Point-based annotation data
+ + + + + + +

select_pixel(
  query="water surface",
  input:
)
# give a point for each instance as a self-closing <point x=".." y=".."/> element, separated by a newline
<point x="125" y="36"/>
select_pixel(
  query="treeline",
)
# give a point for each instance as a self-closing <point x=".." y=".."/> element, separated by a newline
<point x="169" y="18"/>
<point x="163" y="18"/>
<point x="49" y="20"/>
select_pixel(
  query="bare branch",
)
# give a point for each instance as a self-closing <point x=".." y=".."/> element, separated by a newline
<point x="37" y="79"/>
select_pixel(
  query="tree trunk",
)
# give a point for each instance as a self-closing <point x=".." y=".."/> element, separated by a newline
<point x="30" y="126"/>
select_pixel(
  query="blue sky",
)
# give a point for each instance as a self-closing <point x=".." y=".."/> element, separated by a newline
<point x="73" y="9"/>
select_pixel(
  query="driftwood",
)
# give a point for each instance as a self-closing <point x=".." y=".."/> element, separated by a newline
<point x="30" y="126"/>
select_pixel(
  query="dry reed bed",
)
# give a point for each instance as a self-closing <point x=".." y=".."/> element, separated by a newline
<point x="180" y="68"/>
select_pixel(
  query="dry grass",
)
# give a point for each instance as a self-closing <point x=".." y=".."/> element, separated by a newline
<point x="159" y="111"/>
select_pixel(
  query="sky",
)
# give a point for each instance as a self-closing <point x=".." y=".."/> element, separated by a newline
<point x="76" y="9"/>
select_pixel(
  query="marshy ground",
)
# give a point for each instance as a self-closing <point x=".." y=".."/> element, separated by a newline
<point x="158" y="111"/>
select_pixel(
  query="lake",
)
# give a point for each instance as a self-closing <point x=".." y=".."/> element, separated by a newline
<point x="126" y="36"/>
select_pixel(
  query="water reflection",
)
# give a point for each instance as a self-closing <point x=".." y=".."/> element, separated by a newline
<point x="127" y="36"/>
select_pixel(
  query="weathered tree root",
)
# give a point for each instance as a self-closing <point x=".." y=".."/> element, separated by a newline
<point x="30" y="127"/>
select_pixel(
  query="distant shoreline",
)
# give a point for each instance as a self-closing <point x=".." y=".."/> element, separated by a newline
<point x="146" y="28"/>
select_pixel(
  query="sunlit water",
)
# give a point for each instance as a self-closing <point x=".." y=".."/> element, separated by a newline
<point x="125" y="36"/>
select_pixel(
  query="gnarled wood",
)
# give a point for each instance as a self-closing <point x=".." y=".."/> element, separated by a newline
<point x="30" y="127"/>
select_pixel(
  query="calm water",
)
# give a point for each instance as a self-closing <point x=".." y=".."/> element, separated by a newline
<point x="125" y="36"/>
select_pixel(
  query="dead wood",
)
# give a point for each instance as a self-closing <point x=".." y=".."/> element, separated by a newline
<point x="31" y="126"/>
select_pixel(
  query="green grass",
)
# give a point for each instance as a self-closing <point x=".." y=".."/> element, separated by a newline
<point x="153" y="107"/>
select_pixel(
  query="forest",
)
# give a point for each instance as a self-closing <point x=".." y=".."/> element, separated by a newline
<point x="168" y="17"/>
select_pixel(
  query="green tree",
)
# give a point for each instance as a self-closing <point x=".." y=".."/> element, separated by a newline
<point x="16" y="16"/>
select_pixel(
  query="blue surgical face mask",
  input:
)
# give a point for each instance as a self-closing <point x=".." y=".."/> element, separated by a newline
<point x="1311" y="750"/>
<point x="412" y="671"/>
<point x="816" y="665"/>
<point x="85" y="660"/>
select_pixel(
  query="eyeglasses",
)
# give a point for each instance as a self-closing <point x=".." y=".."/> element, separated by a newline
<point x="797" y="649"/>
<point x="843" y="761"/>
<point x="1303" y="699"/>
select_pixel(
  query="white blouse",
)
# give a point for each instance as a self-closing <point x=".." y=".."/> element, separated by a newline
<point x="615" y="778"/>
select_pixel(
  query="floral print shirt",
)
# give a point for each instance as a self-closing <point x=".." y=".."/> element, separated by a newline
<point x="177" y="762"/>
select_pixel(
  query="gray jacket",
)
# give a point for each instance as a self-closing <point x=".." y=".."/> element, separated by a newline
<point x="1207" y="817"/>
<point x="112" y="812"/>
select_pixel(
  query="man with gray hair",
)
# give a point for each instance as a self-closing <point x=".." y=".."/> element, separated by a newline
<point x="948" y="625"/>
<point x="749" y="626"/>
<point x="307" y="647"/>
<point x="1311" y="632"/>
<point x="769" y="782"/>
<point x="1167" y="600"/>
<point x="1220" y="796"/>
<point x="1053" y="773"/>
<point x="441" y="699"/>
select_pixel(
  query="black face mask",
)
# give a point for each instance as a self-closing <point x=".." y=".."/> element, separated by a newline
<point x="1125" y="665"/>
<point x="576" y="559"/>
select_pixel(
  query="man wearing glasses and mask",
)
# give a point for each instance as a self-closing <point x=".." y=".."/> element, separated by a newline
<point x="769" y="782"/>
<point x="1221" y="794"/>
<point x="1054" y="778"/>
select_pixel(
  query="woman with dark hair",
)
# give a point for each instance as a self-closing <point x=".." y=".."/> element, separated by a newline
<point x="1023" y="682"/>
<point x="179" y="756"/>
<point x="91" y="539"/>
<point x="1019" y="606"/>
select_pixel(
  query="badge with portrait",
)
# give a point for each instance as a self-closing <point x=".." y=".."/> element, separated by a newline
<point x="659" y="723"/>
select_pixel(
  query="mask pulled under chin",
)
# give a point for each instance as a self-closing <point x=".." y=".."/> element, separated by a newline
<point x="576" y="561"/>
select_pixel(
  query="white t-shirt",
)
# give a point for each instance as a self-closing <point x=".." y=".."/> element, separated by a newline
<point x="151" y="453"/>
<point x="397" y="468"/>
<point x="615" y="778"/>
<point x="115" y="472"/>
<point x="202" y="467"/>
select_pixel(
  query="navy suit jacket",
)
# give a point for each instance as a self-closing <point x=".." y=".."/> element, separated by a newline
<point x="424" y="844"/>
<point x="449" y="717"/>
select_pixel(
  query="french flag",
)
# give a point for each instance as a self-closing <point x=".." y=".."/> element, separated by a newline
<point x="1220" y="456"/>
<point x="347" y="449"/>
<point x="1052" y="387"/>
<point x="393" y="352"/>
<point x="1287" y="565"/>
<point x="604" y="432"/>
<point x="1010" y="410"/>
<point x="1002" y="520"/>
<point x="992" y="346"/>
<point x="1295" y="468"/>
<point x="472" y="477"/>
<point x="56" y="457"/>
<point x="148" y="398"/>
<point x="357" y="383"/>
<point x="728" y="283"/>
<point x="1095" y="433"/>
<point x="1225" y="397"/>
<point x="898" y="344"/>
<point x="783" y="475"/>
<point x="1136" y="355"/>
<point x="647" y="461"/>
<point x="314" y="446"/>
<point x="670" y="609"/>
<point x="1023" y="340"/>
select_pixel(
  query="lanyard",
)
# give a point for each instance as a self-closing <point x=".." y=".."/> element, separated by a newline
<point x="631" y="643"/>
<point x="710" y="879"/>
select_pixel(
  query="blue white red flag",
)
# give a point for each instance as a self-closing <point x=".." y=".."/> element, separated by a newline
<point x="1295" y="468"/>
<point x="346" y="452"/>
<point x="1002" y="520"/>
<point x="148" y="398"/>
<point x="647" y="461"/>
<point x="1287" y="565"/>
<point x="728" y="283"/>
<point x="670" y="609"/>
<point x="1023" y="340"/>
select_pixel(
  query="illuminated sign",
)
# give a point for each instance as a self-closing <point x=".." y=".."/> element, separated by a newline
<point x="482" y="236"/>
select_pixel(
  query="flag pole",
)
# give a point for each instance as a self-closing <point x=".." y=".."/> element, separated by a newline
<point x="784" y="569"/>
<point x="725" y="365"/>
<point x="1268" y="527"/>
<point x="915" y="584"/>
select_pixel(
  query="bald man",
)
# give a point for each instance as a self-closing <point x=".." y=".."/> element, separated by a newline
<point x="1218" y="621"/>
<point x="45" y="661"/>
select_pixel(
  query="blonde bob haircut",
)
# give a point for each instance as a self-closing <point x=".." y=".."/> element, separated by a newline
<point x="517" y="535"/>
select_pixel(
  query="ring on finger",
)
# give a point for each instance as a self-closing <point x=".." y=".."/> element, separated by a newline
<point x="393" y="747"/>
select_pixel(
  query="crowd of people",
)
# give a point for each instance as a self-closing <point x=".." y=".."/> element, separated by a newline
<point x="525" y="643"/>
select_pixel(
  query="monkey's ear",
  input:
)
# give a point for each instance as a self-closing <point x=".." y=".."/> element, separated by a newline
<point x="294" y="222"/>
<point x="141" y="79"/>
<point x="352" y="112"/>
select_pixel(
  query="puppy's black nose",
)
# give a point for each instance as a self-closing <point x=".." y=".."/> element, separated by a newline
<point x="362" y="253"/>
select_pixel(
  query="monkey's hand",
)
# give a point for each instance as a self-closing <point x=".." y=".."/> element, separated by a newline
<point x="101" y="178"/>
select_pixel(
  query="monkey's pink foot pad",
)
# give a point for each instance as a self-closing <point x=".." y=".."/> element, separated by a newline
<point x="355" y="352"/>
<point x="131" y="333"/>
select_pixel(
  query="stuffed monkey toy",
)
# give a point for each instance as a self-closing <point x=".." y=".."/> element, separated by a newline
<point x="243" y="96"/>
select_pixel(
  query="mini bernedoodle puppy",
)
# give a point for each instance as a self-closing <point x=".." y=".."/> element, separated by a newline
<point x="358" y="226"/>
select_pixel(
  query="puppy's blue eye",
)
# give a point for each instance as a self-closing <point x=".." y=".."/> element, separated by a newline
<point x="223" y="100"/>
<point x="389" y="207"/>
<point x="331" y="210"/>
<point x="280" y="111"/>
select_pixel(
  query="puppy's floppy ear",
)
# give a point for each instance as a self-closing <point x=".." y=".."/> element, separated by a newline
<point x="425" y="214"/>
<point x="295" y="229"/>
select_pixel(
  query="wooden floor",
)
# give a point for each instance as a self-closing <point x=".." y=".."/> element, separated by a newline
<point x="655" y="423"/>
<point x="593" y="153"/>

+ + + + + + +

What to work on>
Identify every line in the items that contains the word "black", and copy each of those lines.

Response to this exercise>
  query="black face mask",
  query="puppy's black nose",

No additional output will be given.